### THE PROBLEM
Locate each line of the listing below that contains the string "clicks" and copy those lines out. Treat uppercase and lowercase letters as different.

### DATA RECORDS
________

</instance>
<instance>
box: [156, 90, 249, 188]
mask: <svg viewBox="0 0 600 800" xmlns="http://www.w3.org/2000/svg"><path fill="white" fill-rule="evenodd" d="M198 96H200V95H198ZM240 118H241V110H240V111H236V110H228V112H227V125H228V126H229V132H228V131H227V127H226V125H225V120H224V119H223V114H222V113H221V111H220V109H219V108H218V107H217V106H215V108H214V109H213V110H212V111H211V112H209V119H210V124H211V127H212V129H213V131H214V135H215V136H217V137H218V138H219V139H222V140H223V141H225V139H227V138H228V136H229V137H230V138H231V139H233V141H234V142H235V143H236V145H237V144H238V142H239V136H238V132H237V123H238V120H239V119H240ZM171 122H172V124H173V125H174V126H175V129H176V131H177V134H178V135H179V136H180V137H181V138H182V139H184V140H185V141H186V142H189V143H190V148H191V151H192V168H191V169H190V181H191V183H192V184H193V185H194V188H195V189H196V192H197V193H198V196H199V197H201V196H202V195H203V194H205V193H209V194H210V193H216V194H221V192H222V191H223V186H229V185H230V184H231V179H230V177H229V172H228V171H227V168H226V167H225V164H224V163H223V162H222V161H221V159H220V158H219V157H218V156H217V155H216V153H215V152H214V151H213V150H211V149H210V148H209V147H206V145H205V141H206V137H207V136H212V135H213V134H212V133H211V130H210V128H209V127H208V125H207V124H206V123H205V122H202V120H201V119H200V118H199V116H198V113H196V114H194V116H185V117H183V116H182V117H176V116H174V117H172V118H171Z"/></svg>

________

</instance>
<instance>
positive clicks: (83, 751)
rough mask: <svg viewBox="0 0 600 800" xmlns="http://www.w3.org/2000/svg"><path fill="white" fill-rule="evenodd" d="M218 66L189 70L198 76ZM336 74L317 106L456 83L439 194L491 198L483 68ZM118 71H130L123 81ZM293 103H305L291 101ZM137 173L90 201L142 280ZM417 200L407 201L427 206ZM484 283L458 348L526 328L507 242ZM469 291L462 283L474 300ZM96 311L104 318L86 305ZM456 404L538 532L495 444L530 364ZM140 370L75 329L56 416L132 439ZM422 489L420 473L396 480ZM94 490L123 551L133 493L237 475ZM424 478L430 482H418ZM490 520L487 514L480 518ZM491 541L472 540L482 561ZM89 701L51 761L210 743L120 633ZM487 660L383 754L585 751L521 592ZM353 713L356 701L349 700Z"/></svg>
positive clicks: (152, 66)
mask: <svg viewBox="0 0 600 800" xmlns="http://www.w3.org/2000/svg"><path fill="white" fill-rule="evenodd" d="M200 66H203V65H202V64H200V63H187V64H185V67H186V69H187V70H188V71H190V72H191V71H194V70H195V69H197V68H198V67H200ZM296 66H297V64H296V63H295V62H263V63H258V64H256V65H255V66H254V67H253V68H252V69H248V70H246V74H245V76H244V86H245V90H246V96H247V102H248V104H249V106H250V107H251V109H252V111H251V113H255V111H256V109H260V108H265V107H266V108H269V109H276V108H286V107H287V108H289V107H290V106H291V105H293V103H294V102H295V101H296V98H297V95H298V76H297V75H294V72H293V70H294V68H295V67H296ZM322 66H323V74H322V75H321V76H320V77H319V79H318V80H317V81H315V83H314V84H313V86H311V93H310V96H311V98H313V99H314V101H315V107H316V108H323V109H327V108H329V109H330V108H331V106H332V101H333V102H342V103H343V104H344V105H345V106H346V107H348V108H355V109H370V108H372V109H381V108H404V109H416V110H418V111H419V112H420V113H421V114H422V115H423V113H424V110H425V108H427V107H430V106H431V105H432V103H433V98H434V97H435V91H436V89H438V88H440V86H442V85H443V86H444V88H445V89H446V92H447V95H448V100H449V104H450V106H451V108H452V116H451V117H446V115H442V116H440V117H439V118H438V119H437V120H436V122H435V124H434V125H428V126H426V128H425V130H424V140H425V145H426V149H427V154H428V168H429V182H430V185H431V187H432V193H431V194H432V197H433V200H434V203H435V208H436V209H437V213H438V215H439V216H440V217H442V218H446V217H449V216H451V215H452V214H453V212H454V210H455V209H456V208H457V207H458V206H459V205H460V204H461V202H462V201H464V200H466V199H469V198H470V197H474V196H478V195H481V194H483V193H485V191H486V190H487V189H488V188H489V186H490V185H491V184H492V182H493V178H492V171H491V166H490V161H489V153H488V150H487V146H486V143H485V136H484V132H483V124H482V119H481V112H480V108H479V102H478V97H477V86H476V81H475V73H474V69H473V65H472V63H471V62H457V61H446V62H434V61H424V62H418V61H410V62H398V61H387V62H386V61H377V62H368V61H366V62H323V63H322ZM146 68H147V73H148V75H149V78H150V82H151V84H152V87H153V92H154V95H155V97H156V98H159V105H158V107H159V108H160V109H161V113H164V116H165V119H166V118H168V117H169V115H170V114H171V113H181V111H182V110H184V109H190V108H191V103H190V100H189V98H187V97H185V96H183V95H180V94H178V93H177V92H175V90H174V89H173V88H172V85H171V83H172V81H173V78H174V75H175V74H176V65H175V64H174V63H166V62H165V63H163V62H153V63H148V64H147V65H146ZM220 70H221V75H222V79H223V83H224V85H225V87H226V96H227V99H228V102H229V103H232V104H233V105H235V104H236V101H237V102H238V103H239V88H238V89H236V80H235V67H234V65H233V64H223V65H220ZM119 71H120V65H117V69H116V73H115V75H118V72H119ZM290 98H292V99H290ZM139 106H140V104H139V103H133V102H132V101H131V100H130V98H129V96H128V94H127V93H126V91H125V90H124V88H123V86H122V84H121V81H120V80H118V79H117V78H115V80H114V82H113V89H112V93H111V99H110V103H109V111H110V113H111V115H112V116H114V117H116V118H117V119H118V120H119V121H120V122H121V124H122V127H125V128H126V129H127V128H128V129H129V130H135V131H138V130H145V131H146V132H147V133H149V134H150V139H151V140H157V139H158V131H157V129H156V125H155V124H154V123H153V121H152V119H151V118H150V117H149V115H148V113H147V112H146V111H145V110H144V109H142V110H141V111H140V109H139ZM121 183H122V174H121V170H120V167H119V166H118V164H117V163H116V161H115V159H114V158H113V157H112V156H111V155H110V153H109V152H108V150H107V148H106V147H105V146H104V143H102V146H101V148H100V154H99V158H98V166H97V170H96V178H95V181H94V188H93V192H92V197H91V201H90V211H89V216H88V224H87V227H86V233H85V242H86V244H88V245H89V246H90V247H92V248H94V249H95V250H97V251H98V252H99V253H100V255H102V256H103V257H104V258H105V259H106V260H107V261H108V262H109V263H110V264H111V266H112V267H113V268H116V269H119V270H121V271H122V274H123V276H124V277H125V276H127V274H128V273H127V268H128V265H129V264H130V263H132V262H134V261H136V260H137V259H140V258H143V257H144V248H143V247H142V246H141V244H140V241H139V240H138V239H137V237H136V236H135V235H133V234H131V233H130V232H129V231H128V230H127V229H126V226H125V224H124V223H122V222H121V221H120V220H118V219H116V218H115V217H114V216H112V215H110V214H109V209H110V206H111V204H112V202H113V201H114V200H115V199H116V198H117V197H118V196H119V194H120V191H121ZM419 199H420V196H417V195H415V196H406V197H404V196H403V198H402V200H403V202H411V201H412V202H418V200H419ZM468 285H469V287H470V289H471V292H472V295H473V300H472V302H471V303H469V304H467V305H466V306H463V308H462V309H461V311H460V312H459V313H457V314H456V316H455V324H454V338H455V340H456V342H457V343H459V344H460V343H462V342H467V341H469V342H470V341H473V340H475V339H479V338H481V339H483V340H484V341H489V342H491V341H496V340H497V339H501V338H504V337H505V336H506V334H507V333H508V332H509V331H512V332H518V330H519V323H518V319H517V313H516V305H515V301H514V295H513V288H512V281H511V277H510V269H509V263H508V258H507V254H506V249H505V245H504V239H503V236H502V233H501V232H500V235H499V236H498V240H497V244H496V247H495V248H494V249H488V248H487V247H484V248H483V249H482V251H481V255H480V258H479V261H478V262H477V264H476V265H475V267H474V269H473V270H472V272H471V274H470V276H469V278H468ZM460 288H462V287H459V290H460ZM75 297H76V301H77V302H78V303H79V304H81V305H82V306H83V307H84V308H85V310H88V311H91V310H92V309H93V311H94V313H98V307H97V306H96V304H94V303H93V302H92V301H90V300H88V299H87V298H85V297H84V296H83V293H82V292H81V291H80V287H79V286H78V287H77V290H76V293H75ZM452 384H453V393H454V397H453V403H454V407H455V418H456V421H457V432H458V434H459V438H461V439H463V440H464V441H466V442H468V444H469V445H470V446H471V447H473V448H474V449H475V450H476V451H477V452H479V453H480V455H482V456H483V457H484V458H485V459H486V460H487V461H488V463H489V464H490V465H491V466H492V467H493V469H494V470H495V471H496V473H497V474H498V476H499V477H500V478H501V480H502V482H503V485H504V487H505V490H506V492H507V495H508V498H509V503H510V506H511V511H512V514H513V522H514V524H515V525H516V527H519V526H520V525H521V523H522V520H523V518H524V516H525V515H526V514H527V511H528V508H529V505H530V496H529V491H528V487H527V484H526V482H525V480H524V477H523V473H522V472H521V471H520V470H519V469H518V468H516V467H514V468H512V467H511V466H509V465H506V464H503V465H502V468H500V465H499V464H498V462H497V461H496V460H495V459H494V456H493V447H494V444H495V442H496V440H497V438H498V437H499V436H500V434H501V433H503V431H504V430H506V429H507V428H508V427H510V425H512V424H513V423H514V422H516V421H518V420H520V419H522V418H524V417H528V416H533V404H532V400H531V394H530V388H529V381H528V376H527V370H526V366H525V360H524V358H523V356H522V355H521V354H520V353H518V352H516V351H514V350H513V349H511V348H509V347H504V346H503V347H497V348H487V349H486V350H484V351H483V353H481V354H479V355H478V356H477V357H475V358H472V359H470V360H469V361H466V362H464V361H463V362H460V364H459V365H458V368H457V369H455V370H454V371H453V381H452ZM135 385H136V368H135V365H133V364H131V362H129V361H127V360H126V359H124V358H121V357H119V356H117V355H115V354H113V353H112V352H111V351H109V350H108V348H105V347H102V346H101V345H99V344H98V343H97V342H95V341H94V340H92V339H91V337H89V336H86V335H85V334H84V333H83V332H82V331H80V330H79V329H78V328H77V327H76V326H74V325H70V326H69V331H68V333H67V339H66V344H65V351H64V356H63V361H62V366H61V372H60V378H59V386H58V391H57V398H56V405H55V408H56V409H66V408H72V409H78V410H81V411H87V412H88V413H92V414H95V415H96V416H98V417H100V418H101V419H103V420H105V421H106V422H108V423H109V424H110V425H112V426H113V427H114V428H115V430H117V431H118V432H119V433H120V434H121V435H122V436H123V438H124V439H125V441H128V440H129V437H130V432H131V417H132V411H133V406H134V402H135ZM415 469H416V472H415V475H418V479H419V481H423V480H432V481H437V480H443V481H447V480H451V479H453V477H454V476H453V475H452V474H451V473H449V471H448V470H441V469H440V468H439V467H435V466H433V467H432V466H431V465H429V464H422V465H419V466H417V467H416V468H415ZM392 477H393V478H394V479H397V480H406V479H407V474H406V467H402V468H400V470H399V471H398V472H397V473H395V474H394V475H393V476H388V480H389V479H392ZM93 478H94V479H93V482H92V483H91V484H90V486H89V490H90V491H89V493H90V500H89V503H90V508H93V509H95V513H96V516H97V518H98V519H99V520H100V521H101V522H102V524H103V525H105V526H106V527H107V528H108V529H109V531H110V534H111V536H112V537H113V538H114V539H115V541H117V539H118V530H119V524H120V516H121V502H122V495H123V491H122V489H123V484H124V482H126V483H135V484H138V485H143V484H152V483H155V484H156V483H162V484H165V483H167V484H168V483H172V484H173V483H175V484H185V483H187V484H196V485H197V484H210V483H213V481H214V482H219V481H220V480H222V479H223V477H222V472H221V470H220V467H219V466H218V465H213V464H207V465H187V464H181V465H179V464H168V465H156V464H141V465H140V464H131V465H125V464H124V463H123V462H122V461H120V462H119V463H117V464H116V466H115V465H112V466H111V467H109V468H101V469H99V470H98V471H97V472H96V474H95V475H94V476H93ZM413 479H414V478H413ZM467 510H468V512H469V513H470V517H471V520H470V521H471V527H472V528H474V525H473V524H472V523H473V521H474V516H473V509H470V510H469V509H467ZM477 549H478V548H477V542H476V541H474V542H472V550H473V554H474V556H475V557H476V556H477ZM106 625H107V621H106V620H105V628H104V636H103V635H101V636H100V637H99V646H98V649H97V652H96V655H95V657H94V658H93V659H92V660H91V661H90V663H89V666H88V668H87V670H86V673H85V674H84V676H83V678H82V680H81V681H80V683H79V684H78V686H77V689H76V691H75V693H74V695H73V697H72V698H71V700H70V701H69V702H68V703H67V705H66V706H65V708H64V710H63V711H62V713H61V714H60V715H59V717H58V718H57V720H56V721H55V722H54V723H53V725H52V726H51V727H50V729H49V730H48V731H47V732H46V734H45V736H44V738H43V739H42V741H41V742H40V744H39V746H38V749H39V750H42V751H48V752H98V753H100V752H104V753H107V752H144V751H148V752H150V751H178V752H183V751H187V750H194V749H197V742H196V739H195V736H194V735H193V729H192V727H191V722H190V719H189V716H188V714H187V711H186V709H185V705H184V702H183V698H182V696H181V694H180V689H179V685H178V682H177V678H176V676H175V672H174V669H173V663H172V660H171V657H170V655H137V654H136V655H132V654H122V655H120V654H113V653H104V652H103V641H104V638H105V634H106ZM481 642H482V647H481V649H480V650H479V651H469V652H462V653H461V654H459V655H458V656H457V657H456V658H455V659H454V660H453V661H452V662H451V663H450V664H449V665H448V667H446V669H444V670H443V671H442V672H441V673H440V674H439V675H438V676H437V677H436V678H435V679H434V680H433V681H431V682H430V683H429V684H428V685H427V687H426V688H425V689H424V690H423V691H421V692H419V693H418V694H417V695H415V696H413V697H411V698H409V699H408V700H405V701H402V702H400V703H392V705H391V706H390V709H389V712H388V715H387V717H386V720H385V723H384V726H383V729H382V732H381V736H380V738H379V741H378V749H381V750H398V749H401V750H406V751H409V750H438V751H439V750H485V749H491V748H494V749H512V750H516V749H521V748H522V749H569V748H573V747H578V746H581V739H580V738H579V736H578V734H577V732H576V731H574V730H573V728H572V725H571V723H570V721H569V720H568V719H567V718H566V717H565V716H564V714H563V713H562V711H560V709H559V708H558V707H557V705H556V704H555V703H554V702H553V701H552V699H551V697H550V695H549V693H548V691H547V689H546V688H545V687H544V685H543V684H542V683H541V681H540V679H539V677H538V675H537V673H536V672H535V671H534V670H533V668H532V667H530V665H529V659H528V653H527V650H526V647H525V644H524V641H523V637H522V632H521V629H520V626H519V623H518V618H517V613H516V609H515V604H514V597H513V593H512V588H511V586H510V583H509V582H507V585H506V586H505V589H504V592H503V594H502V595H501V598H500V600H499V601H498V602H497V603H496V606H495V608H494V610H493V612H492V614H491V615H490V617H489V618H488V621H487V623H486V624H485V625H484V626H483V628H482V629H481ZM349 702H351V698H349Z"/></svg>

________

### SOLUTION FOR THIS PROBLEM
positive clicks: (83, 751)
positive clicks: (152, 66)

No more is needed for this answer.